Text to read start

War creates no absolutely new situation; it simply aggravates the permanent human situation so that we can no longer ignore it.  That statement leads to the question which Lewis immediately answers, "What is the permanent human situation?"  He later goes on to answer further what is perhaps the more important question, "What is that shadow we exist under that is infinitely more important than ourselves?"


As great and wonderful and powerful as mankind is I think we may all agree that we are absolutely broken and most would agree there is nothing we can do to fix it.  Do I mean that mankind is lost?  That it is beyond any and all hope?  Yes.  And no.

In and of ourselves in the classic humanitarian view of things we are lost and beyond hope.  Most would say, "I am not my brother's keeper.  I am only responsible for myself."  Not only do most of us refuse to take responsibility for anyone other than ourselves but even when we do take action there is only so much we can do being flawed and limited.  Ultimately, we live in a broken world and we are a broken people.

Text to read end

▶ _Task to complete_: Pick up the passage on war and the human situation after its final sentence and carry it forward. The entries after this point come from a different source than the passage on war and the human situation.

Given records start

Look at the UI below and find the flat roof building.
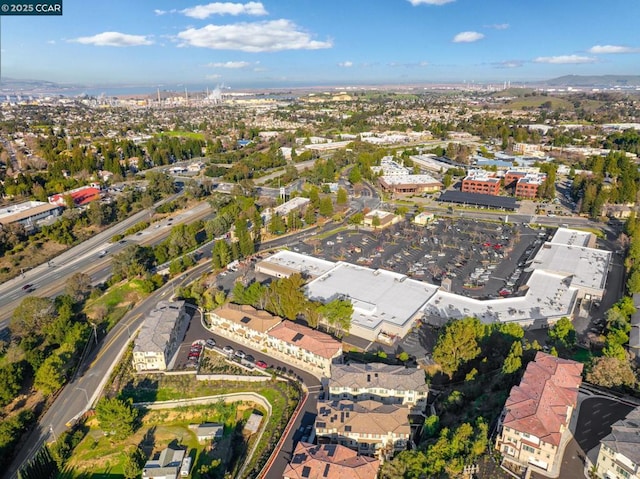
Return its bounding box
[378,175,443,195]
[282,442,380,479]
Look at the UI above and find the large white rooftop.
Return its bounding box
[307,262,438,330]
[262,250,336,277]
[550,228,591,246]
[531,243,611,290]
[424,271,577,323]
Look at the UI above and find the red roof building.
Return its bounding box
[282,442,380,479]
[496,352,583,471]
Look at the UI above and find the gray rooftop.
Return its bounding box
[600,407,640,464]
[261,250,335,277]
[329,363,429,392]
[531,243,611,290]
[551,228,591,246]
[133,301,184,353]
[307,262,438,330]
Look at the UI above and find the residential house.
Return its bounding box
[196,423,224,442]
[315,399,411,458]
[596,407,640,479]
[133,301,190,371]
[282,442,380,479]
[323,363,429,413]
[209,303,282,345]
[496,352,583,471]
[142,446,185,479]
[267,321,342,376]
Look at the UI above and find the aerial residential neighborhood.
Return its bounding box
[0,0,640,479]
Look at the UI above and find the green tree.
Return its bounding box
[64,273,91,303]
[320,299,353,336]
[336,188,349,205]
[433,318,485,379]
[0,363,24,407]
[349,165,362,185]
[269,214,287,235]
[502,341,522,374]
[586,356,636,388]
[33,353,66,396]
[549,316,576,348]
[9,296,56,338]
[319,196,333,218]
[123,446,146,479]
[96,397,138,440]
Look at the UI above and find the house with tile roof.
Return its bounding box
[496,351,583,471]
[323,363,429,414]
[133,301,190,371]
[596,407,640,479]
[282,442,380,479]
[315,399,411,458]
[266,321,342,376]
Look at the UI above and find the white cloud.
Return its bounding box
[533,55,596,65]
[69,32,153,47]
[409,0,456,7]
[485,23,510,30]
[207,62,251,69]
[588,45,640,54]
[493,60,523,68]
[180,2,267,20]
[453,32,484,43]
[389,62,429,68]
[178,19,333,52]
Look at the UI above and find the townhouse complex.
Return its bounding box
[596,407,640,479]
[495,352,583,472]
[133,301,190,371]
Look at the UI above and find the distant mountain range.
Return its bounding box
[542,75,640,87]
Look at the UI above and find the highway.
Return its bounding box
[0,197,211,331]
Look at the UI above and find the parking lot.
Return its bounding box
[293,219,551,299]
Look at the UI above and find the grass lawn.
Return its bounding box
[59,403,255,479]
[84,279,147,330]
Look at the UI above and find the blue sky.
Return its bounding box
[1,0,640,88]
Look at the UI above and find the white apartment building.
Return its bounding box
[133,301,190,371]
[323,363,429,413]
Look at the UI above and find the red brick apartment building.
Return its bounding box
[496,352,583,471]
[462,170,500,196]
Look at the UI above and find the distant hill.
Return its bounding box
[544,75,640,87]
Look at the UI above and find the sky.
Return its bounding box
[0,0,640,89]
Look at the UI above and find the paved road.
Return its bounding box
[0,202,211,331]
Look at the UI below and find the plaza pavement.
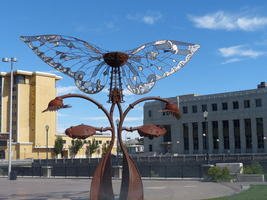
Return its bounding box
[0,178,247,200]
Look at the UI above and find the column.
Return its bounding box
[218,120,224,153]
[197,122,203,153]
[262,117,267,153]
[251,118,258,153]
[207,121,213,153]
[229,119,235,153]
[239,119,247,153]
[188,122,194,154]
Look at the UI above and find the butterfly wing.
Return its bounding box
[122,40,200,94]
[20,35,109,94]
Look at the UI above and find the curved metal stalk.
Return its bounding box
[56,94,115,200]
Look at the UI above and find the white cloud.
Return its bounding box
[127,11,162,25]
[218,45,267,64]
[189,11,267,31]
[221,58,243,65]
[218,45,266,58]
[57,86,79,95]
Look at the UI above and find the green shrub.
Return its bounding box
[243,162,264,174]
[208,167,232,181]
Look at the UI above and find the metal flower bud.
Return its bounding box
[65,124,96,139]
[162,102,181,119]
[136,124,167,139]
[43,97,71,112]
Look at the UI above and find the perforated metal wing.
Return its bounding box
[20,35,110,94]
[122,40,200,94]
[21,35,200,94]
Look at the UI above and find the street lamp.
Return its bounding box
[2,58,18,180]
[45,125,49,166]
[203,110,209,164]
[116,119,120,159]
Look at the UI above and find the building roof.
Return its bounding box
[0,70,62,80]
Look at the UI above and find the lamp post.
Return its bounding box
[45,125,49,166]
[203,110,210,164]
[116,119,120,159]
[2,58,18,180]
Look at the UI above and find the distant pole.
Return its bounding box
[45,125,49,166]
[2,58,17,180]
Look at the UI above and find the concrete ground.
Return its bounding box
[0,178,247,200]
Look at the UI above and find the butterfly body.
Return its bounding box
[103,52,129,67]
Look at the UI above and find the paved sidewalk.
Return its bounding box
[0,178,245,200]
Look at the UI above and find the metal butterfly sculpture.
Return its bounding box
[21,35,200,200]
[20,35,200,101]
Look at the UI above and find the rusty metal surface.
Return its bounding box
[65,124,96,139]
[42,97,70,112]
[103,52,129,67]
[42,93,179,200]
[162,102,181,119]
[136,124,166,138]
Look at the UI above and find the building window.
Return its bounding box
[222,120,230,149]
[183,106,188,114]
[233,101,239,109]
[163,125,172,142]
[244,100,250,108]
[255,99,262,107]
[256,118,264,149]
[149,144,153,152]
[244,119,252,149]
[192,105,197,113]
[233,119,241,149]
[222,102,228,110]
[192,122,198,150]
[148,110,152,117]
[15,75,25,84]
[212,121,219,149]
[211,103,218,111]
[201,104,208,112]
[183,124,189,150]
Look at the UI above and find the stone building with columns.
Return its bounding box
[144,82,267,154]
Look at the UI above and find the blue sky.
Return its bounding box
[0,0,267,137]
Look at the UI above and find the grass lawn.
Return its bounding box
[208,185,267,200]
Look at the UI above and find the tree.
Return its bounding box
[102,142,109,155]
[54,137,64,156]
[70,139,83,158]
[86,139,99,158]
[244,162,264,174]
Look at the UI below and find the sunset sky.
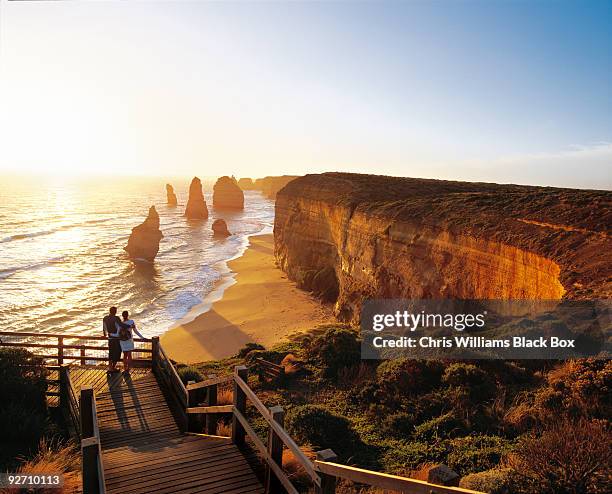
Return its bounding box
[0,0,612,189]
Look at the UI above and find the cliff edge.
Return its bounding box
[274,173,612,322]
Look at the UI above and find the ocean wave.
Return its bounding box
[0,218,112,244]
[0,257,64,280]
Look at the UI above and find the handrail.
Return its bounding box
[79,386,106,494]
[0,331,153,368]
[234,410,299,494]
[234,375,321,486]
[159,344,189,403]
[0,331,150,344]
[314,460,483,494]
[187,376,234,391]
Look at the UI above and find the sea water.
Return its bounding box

Given records end

▶ _Exercise output_:
Our only hope therefore lies in that ever present shadow of something infinitely more important than [ourselves].  He is the only perfect thing in the universe.  More flawless than the purest diamond He knows all and can not only fix that which is broken but if He so choses He can even unbreak it.  We get caught up in trivialities and calamities alike.  As human beings we insist that once we get past this one thing we will turn to Him.  At times we even ask why He didn't step in and radically change things when we did come to Him?  He has His purposes.  I end with another of Lewis' comments which are just a few pages beyond those which I quotes above:

"The best defence is a recognition that in this, as in everything else, the war has not really raised up a new enemy but only aggravated an old one.  There are always plenty of rivals to our work.  We are always falling in love or quarrelling, looking for jobs or fearing to lose them, getting ill and recovering, following public affairs.  If we let ourselves, we shall always be waiting for some distraction or other to end before we can really get down to our work.  The only people who achieve much are those who want knowledge so badly that they seek it while the conditions are unfavourable.  Favourable conditions never come."

After all, aren't we all constantly at war?  And just what is it that we are fighting for?  Things spiritual or material or emotional?

As far as my personal life goes?  I've been fighting sickness since Sunday, our server was down at work for a week causing untold chaos and my aunt is in the ICU and assuming all goes well will be home in ten days for two months of bedrest.  All in all though I'm tired but happy.